Marhabar guys, are you good or are you bummed out by stress? Don't worry, all is well.
Yesterday (Sunday 24th October) clocked 2 years of the Busyminds project. I am grateful to God for it. And I am grateful to God for you all who have been a part of this project.
To commemorate the grand occasion, I want to share an alternative view of life that helped me figure things out along the way. It is called the Antimodel system. Read, enjoy, subscribe, and share.
THE ANTIMODEL SYSTEM
“People focus on role models; it is more effective to find antimodels - people you don't want to resemble when you grow up"
-Nicholas Nassim Taleb.
We sometimes struggle with attitudes, characters, and habits that threaten to alienate us from peaceful living with other people. These traits like rudeness, vicious anger, impatience, or whatever nasty behavior you can think of, make cohesion difficult than we can imagine for rational beings. We observe this friction and then look for ways to improve ourselves and change those habits and characters. One way we aspire towards betterment is to adopt role models.
You probably know by now that perfection is unattainable. We are only trying to be our best. This is why growth is a better priority than perfection- perfection of character being my main point (not 'practice makes perfect' kind).

To-do list |
- A) Please retype the post on the Antimodel system, everything from "-Nicholas Nassim Taleb." down to "adopt role models.".
- B) Write what comes next in the post on the Antimodel system, starting after its last sentence.
The data after this point is separate material and has no connection to the post on the Antimodel system.

Source data |
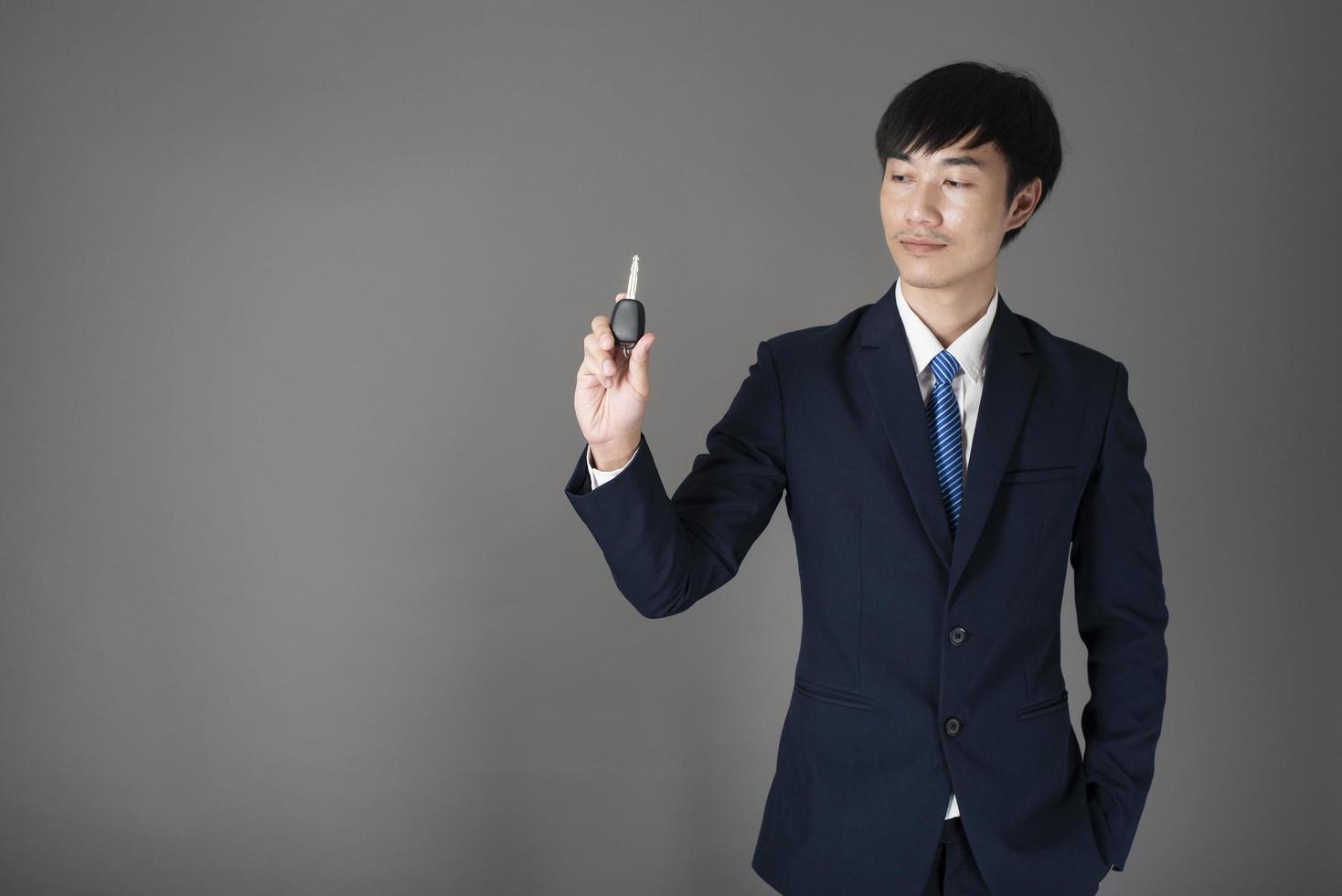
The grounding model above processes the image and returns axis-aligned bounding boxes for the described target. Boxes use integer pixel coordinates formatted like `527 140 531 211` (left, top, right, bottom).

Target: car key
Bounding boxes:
611 255 644 358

Solved tasks |
- A)
-Nicholas Nassim Taleb.
We sometimes struggle with attitudes, characters, and habits that threaten to alienate us from peaceful living with other people. These traits like rudeness, vicious anger, impatience, or whatever nasty behavior you can think of, make cohesion difficult than we can imagine for rational beings. We observe this friction and then look for ways to improve ourselves and change those habits and characters. One way we aspire towards betterment is to adopt role models.

- B)
Role models are as common as air. We adopt them either overtly or subtly in a bid to attain an ideal. Role models come in various forms and sizes. Celebrities are role models to some people. Clergies are role models to others. Everyone chooses a role model based on their subjective desires. There is no specific category of people who are ordained to be role models. We adopt role models because the models have something we want, and an ideal we aspire to. In essence, I only choose a role model because I want to be like them. But Mr Taleb sees otherwise, and I have recently shared his sentiment.
Speaking from human nature and Rene Girard's mimetic theory, our fundamental nature is imitation. When we see something we like in or on someone else, we follow the same path to ensure that we achieve the result. Mentorship is grandly yet unknowingly based on this theory. Yet, this is not the only effective way to achieve change in status or habit or character. The 'antimodel' model may be your own way out.
I can tell you on a personal note that the antimodel system is popularly practiced but not popularly spoken of.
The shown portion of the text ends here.